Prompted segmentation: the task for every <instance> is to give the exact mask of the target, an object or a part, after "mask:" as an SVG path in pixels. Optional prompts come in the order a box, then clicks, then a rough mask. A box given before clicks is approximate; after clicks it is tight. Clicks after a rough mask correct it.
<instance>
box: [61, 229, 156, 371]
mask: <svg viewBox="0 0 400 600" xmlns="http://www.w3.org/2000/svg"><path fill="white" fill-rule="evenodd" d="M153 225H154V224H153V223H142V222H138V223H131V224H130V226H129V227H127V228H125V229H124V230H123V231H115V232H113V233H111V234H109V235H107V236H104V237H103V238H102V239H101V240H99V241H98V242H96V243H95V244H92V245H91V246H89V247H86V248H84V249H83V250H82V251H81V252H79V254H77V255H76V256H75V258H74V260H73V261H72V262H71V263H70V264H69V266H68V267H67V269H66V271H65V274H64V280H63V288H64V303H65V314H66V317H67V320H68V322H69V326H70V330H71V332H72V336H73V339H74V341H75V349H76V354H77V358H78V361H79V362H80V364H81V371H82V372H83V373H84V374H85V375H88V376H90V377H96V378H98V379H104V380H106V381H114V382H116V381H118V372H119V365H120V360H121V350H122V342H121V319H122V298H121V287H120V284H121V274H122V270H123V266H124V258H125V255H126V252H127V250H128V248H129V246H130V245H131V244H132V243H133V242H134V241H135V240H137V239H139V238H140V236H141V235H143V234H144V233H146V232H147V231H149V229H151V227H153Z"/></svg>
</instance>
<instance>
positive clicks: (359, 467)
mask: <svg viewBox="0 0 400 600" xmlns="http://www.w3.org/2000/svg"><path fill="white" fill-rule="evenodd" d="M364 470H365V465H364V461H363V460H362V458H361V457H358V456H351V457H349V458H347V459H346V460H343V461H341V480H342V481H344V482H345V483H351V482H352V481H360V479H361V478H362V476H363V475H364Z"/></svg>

Problem:
Render every line of the listing above as a Markdown table with two columns, No. and Text, putting the row number in the first and the line in the second, and leave out any blank lines.

Answer space:
| No. | Text |
|---|---|
| 1 | Prompted segmentation: the task for every <instance> is to give the exact mask of the target, an object or a part, after "mask:" as an SVG path in pixels. Optional prompts come in the order a box, then clicks, then a rough mask. A box given before clicks is approximate; after clicks it is tight. Clicks after a rough mask correct it. |
| 2 | <instance> |
| 3 | box: [61, 229, 156, 371] |
| 4 | mask: <svg viewBox="0 0 400 600" xmlns="http://www.w3.org/2000/svg"><path fill="white" fill-rule="evenodd" d="M153 225H154V224H153V223H142V222H138V223H131V224H130V226H129V227H127V228H125V229H124V230H123V231H115V232H113V233H111V234H109V235H107V236H104V237H103V238H102V239H101V240H99V241H98V242H96V243H95V244H92V245H91V246H89V247H86V248H84V249H83V250H82V251H81V252H79V254H77V255H76V256H75V258H74V260H73V261H72V262H71V263H70V264H69V266H68V267H67V269H66V271H65V274H64V280H63V288H64V303H65V314H66V317H67V320H68V322H69V326H70V330H71V332H72V336H73V339H74V341H75V349H76V354H77V358H78V361H79V362H80V364H81V371H82V372H83V373H84V374H85V375H88V376H90V377H96V378H98V379H104V380H106V381H114V382H116V381H118V372H119V365H120V360H121V350H122V342H121V319H122V298H121V287H120V284H121V274H122V270H123V266H124V258H125V255H126V252H127V250H128V248H129V246H130V245H131V244H132V243H133V242H134V241H135V240H137V239H139V238H140V236H141V235H143V234H144V233H146V232H147V231H149V229H151V227H153Z"/></svg> |
| 5 | </instance> |
| 6 | <instance> |
| 7 | positive clicks: (359, 467) |
| 8 | mask: <svg viewBox="0 0 400 600" xmlns="http://www.w3.org/2000/svg"><path fill="white" fill-rule="evenodd" d="M364 470H365V465H364V461H363V460H362V458H361V457H358V456H351V457H349V458H347V459H346V460H343V461H341V480H342V481H344V482H345V483H351V482H352V481H360V479H361V478H362V476H363V475H364Z"/></svg> |